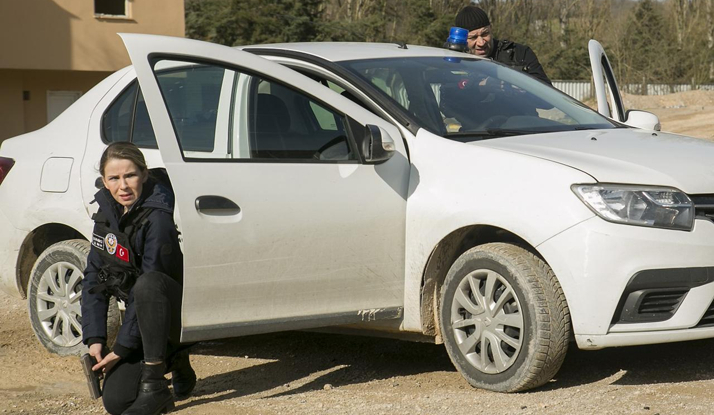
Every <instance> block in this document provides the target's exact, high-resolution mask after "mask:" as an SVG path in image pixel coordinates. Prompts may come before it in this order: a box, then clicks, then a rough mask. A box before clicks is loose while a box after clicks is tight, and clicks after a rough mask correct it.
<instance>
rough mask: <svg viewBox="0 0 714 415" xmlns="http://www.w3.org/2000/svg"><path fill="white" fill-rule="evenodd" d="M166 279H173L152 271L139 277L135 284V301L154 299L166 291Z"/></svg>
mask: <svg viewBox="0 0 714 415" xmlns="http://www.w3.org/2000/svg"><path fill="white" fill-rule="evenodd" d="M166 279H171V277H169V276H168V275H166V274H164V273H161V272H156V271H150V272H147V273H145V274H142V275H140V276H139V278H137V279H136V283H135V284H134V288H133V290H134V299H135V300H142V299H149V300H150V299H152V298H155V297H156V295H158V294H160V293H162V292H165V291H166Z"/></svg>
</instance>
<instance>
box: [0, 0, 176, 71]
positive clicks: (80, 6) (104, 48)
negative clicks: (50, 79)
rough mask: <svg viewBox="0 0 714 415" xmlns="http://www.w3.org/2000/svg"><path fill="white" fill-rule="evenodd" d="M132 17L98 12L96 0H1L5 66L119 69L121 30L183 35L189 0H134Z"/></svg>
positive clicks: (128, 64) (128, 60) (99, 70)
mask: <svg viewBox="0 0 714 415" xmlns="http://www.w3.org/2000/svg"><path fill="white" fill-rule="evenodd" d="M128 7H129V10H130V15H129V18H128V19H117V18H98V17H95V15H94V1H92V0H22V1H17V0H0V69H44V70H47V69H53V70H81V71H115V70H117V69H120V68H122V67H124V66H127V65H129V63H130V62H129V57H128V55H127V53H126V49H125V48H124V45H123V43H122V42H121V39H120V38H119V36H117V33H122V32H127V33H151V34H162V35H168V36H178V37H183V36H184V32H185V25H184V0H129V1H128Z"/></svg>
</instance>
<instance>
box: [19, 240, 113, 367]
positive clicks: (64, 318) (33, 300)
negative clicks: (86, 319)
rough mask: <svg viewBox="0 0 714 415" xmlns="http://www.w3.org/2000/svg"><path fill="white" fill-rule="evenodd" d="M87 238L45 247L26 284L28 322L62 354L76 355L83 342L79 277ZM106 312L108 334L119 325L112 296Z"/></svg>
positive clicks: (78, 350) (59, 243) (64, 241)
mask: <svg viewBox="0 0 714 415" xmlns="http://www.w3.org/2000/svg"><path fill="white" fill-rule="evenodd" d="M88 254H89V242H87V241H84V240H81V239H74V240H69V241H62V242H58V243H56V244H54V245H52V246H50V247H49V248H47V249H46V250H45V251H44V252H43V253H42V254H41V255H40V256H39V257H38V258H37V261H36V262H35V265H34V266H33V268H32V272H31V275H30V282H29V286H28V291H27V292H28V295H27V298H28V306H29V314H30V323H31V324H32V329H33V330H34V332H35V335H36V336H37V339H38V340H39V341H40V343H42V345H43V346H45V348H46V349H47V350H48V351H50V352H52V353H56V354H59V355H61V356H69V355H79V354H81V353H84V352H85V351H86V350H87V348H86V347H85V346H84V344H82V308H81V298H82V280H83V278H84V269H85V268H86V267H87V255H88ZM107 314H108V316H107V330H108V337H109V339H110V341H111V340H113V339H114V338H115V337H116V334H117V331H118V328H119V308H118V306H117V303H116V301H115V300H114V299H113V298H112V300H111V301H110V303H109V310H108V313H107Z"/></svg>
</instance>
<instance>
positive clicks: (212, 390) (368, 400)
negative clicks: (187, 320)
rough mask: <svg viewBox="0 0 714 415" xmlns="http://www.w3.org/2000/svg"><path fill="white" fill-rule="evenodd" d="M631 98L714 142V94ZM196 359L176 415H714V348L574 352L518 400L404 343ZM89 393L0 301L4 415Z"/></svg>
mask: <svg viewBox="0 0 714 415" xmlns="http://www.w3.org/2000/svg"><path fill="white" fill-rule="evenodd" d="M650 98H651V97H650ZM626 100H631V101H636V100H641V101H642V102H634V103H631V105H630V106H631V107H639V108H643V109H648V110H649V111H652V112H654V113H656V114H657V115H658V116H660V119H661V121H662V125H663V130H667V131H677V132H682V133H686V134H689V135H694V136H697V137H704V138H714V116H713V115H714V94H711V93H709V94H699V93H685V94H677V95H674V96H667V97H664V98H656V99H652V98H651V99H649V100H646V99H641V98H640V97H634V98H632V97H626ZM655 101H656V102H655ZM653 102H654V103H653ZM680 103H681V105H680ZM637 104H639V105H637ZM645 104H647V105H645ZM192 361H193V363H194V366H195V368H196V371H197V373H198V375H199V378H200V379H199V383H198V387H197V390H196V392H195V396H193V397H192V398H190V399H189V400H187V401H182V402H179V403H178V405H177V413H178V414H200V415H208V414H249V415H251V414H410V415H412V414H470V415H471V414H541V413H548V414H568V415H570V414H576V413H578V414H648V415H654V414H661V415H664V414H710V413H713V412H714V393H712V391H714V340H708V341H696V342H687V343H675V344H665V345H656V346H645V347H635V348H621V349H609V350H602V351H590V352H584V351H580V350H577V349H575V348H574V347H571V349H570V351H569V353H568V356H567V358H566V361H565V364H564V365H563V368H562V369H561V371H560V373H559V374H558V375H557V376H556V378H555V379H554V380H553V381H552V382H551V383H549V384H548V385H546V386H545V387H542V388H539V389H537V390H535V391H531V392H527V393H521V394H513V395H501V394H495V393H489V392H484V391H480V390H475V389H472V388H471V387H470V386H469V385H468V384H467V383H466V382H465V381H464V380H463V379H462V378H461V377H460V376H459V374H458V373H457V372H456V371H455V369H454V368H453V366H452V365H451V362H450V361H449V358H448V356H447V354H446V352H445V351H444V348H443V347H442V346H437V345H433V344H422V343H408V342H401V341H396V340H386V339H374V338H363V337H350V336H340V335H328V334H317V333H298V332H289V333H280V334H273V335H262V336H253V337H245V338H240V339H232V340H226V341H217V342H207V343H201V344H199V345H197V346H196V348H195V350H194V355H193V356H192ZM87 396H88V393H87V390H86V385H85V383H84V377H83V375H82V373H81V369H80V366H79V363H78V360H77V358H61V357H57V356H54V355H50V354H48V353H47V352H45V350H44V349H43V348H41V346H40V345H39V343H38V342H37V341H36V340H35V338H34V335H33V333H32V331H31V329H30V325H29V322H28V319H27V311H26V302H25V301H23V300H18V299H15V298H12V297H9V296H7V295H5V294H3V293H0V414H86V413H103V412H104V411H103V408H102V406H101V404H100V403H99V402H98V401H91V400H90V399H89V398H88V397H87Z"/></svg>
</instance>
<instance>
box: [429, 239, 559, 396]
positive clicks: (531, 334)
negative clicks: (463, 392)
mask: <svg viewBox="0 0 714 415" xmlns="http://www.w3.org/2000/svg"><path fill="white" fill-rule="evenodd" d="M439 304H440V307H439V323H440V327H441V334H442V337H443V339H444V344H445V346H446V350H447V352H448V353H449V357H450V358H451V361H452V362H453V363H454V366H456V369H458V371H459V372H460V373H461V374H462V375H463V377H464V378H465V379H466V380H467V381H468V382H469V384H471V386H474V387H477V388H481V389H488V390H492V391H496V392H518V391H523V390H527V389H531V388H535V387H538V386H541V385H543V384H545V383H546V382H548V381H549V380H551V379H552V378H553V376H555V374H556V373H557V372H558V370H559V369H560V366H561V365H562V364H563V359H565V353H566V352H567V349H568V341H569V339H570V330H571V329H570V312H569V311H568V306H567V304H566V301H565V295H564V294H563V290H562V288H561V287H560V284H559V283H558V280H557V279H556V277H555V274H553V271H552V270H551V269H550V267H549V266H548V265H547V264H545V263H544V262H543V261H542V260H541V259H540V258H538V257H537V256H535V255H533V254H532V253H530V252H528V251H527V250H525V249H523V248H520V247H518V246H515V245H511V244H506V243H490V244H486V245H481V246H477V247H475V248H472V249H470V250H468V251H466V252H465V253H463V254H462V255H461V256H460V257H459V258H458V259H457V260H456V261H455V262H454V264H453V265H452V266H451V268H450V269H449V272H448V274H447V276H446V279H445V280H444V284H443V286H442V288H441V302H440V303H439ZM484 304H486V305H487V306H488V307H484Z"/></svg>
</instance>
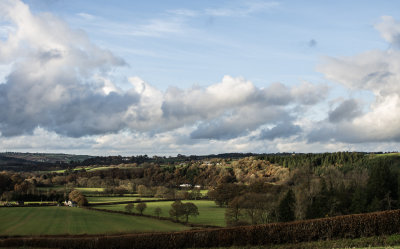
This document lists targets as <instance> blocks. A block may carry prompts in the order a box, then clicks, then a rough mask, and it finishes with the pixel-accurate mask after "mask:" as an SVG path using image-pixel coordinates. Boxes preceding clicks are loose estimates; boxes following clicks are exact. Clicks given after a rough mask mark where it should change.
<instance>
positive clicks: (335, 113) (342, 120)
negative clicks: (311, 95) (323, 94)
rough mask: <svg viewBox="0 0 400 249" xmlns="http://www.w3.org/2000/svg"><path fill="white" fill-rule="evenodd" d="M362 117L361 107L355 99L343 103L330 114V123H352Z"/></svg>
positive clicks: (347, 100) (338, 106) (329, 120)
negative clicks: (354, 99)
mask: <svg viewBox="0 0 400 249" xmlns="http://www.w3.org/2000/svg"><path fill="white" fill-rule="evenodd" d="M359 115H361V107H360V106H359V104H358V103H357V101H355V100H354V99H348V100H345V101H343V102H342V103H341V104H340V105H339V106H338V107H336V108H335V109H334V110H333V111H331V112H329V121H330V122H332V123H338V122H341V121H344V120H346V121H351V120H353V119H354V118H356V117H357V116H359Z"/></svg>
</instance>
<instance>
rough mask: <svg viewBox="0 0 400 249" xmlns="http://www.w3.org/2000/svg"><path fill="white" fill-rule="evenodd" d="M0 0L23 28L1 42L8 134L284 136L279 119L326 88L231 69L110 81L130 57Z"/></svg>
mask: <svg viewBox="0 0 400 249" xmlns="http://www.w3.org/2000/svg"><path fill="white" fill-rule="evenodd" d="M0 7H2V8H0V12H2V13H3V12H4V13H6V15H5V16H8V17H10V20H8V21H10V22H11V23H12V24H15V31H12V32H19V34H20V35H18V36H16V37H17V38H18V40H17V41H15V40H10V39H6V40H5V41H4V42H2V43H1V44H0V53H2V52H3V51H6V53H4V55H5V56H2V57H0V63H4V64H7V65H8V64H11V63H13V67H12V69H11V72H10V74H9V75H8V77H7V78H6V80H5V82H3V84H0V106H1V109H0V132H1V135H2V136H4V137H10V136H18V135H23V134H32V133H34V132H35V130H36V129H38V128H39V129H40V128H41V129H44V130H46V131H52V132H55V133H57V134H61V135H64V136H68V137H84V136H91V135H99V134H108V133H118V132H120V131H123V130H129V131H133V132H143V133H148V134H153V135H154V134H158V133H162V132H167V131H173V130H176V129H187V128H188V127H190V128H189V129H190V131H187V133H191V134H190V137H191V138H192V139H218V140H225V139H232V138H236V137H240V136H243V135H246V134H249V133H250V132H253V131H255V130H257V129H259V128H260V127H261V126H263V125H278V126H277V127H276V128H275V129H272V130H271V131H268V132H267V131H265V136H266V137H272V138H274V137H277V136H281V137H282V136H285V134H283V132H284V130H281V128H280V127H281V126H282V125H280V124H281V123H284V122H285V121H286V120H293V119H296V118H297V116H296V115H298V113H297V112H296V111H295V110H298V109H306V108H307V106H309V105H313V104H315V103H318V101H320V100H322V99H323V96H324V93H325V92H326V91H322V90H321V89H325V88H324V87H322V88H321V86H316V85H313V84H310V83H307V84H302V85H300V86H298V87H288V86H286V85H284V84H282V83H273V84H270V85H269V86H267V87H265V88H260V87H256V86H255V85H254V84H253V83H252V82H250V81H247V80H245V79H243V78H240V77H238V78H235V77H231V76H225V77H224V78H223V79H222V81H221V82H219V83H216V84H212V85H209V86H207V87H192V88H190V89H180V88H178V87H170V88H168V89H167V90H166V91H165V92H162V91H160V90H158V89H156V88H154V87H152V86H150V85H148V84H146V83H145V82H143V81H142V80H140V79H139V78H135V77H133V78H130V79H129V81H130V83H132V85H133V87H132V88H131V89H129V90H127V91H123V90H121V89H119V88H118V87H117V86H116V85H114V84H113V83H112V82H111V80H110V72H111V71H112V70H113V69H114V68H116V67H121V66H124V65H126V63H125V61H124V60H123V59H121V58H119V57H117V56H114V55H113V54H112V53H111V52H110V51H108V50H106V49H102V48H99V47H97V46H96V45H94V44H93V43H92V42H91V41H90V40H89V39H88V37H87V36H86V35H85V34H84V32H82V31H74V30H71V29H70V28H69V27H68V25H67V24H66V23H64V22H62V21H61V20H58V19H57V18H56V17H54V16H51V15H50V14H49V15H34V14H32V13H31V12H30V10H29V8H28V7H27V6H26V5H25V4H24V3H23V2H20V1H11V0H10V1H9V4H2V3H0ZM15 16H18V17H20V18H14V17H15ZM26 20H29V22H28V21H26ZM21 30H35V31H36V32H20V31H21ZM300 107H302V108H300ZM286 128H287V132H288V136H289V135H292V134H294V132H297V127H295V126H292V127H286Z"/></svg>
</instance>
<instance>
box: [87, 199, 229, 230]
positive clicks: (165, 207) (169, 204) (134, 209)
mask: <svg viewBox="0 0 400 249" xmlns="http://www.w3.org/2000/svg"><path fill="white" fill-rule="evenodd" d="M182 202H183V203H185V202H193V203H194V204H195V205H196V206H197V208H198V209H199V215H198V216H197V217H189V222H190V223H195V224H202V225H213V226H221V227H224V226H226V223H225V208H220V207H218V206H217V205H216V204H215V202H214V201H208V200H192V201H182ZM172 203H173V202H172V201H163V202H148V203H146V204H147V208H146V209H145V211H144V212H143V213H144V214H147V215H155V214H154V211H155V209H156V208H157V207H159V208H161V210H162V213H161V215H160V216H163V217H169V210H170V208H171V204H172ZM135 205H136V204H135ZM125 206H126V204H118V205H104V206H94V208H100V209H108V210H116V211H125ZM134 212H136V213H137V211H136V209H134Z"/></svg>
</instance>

* [Requirement]
Retype the lines from the start of the lines above through the line containing "279H173L152 271L139 277L135", both included, and leave out any pictures.

* [Task solution]
Every <instance> block in this document provides the target's exact, high-resolution mask after "mask:" as an SVG path in image pixel coordinates. Prompts may come before it in this order: a box, then clicks, then a rough mask. A box before clicks is loose while a box after clicks is tight, and clicks after a rough mask correct it.
<instance>
rough mask: <svg viewBox="0 0 714 415" xmlns="http://www.w3.org/2000/svg"><path fill="white" fill-rule="evenodd" d="M166 279H173L152 271L139 277L135 284V301L154 299L166 291Z"/></svg>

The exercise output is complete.